§ Article:
#####

Wednesday, February 25, 2015

How I'm feeling



I think we all fall into the groove of fooling ourselves that we aren't what we really are at times. Perhaps the majority of the time.

My life has been about looking as directly at what I really am as much as I can, and even then as years have passed I find myself realizing how poor of a job I've done in spite of so much effort. Sure, I feel like I know myself way better than most people do, but on second thought I feel I can only qualify that in a very limited area.

I am not as honest with myself or with others as I initially was when I was younger. Time has piled on actions and results that I would love to remove and forget, but such an introspective one as myself doesn't accomplish that so easily. I've expended a lot of energy in the last years and more in the past 6 months than I think I have consciously in my life. I've long said that "Distraction is the only cure for awareness", and I've been engaging in a cycle of deep distraction followed by acute awareness lately. It hurts, and it's difficult to deal with.

#####

§ Given request:
Do the following statements agree with the post "How I'm feeling" above? For each, answer yes or no and quote the words of the post that settle it.
1. The writer is more honest with themselves and others now than when younger.
2. The writer reports spending more energy in the past 6 months than they think they have consciously in their life.
3. The writer claims to know themselves better than most people do in every area.

§ Recorded information:
#####

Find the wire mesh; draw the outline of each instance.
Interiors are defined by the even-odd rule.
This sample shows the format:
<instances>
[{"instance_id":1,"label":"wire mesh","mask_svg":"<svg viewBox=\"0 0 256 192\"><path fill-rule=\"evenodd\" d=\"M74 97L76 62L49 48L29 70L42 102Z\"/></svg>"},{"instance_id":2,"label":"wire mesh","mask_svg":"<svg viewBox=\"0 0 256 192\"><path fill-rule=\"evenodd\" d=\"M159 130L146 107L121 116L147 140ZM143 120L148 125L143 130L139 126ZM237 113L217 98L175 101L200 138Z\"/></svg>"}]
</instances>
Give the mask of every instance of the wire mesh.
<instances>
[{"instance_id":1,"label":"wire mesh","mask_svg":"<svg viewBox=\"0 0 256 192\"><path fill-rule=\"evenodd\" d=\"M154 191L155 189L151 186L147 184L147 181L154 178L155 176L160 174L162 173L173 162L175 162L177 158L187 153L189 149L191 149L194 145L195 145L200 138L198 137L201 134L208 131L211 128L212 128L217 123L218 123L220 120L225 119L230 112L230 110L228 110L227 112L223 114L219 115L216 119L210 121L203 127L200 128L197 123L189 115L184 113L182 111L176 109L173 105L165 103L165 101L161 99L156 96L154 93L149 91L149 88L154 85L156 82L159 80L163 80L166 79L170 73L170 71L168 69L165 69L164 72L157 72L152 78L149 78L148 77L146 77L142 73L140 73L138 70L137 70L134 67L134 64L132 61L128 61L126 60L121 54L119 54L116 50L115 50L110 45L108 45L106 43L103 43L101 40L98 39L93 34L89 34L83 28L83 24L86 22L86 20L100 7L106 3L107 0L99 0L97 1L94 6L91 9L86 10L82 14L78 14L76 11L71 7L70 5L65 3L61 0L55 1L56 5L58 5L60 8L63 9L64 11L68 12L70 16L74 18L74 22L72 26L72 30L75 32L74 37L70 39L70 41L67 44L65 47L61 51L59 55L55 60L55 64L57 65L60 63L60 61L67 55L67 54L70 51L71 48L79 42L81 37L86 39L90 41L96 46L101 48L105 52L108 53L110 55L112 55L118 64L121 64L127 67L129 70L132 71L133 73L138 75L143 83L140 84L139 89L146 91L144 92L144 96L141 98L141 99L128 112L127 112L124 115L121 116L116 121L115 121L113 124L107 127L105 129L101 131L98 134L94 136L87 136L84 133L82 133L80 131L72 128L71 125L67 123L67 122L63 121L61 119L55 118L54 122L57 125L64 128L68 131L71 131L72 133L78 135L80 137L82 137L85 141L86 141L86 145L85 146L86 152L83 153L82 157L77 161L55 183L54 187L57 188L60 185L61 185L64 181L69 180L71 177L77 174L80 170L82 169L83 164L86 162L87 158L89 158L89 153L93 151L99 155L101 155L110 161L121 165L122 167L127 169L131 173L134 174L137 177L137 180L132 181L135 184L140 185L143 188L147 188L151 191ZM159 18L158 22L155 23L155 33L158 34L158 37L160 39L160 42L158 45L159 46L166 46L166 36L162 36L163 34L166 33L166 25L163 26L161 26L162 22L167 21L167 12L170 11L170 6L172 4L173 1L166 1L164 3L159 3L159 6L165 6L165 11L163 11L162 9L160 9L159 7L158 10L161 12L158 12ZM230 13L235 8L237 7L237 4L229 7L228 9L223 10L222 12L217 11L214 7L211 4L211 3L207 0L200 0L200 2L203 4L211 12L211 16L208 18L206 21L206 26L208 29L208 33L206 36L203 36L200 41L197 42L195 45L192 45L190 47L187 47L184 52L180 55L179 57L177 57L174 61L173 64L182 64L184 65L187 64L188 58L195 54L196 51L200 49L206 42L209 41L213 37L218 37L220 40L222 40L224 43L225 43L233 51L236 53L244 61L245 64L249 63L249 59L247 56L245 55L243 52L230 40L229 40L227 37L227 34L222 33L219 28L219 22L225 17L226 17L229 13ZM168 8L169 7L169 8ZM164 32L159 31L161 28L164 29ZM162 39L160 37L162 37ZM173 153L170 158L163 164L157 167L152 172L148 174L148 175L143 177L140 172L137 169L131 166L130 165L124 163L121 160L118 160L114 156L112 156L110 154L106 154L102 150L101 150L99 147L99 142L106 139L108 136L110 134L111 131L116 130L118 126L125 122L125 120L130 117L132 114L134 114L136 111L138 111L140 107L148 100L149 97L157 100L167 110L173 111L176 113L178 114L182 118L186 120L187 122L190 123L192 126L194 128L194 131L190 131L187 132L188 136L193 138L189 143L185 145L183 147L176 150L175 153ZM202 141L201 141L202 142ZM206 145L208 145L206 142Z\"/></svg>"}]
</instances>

#####

§ Solution to this exercise:
1. No: "I am not as honest with myself or with others as I initially was when I was younger."
2. Yes: "more in the past 6 months than I think I have consciously in my life."
3. No: "I feel I can only qualify that in a very limited area."